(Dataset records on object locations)
══════

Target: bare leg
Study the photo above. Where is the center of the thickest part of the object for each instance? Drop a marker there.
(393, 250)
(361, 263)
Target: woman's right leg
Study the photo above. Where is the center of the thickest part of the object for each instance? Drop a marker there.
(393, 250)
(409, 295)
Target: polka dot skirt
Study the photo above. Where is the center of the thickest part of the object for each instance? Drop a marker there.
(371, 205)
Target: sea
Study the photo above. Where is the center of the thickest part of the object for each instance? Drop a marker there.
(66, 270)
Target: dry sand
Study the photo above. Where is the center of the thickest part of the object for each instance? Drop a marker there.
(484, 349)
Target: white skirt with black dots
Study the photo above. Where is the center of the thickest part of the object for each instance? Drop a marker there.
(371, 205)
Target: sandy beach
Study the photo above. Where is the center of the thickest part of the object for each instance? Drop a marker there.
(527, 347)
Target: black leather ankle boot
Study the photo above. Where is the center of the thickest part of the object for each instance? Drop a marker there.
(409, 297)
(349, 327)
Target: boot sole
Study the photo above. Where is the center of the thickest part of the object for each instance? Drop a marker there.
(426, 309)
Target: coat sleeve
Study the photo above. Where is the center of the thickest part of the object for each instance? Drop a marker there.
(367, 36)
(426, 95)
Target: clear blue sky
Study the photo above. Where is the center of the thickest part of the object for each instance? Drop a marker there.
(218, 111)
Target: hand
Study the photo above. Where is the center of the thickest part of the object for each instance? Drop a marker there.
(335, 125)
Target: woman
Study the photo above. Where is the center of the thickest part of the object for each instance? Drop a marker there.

══════

WORK REQUIRED => Please copy all of the records above line for line, without changing anything.

PROBLEM SOLUTION =>
Target: bare leg
Study the photo above. Where is the center of the thickest part of the object for each instance? Drop a marker there.
(393, 250)
(361, 263)
Target: woman's right leg
Study the photo above. Where is the center of the thickest part of the object for each instance? Drop a marker there.
(393, 250)
(409, 295)
Target: polka dot skirt
Study the photo above. Where is the center of the thickest part of the object for each instance? Drop a marker there.
(371, 205)
Target: sea
Study the photo above. Where is the center of the thickest part of the object for each instance? Drop a marker there.
(66, 270)
Target: dry sand
Study the photo above. Where is the center of the thickest part of the object for each instance? Drop a marker there.
(484, 349)
Target: white skirt with black dots
Study the photo above. Where is the center of the thickest part of the object for each instance? Drop a marker there.
(371, 205)
Target: sandy beach
Study the photo above. Where is the center of the thickest part of the object for each instance? Drop a marker there.
(527, 347)
Target: black leather ankle boot
Study the photo above. Where is the center of the thickest part of the object for each instance? Drop a marker there.
(409, 297)
(349, 327)
Target: boot sole
Study the photo above. Where is the center of the thickest part of the object for each instance? Drop a marker there.
(426, 309)
Target: coat sleeve
Study the photo above. Where is the center of the thickest part of the object for each instance? Drop a marker there.
(367, 36)
(426, 95)
Target: clear blue sky
Study the photo above. Where is the center of the thickest part of the object for each instance? Drop a marker there.
(218, 111)
Target: hand
Study the photo above. Where is the center of the thickest part of the object for each instance? Drop a marker there.
(335, 125)
Target: woman
Study the photo above. Where is the center of the thickest part of the object for each instance? Drop a marker there.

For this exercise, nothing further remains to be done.